Write out the records beneath this line exactly as they appear, minus any images.
/---
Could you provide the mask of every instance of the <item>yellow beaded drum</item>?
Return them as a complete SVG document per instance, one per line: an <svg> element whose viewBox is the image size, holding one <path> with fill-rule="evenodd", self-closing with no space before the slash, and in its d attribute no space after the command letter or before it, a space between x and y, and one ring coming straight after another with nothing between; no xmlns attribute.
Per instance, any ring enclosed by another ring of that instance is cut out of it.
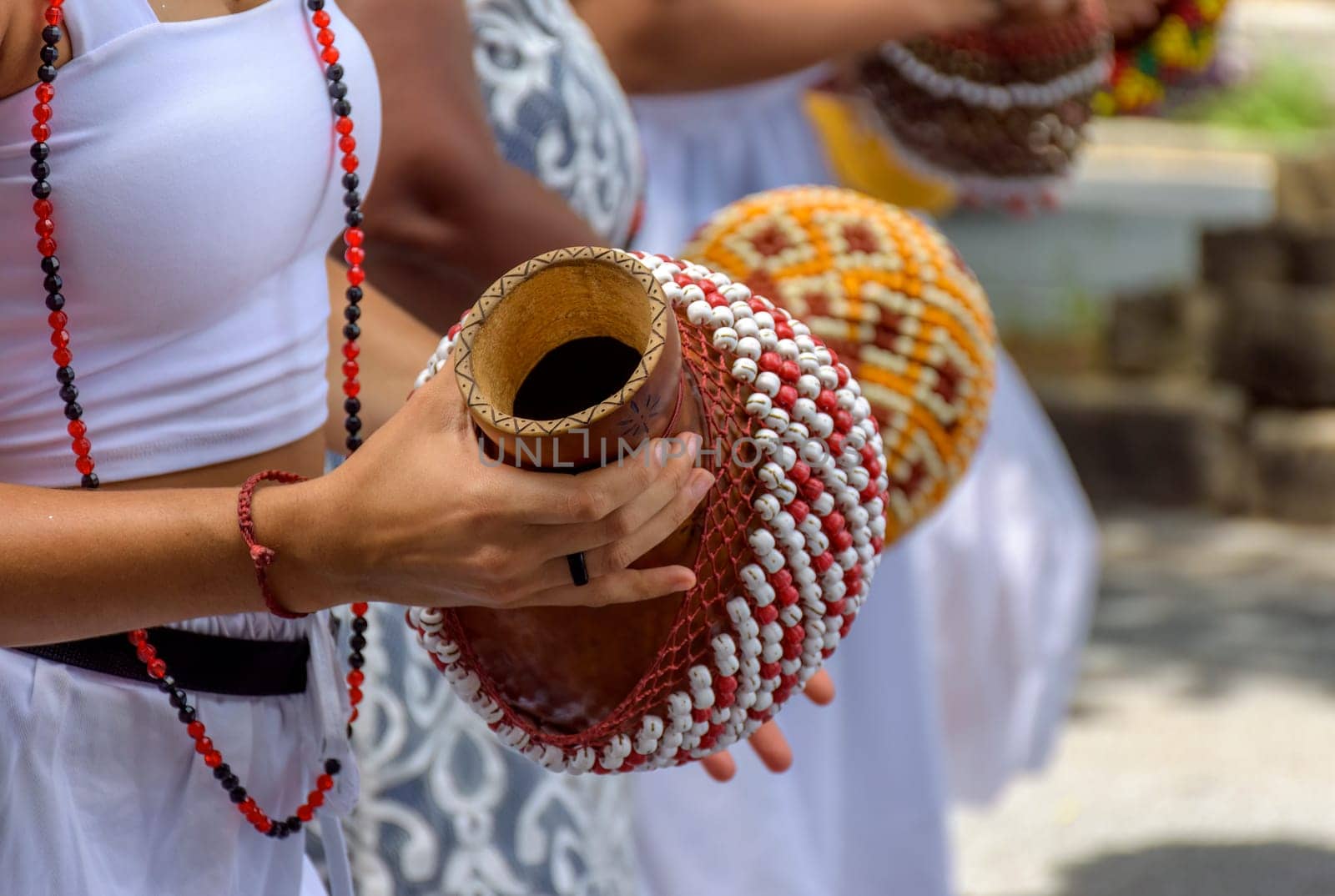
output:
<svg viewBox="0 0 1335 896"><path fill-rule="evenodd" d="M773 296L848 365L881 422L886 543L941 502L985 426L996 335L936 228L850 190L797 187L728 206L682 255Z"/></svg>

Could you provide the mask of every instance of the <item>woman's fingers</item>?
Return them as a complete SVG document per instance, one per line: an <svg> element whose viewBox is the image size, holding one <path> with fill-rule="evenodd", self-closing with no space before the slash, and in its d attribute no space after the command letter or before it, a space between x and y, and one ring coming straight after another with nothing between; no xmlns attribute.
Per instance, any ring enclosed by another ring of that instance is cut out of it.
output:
\---
> _Expected answer_:
Could you provide the mask of every instance of the <item>yellow beaded drum</item>?
Return them as a complete SVG document per instance, one per line: an <svg> element whose viewBox is the image size, holding one <path> with fill-rule="evenodd", self-closing with no space before the slash, and in its d attribute no space after the command letter or before it, a space between x and y, and one ring coming straight after another with nothing between; no xmlns attribute.
Per instance, any ring enclosed by another ring of that instance is cut out of it.
output:
<svg viewBox="0 0 1335 896"><path fill-rule="evenodd" d="M773 296L848 365L881 422L886 543L941 502L985 426L996 335L936 228L850 190L797 187L728 206L682 255Z"/></svg>

Could you provide the mask of every instance of the <item>woman's fingers</item>?
Return them as a complete SVG document per instance, one per line: an <svg> element whose viewBox is the image size, holding one <path> with fill-rule="evenodd", self-closing with no space before the slash, and in its d attribute no space after the command letter or before it, a space between x and y, and one ring coming straight after another with nothing between; no xmlns attribute.
Per instance, any ring enclosed by another ring of that instance is cut out of it.
output:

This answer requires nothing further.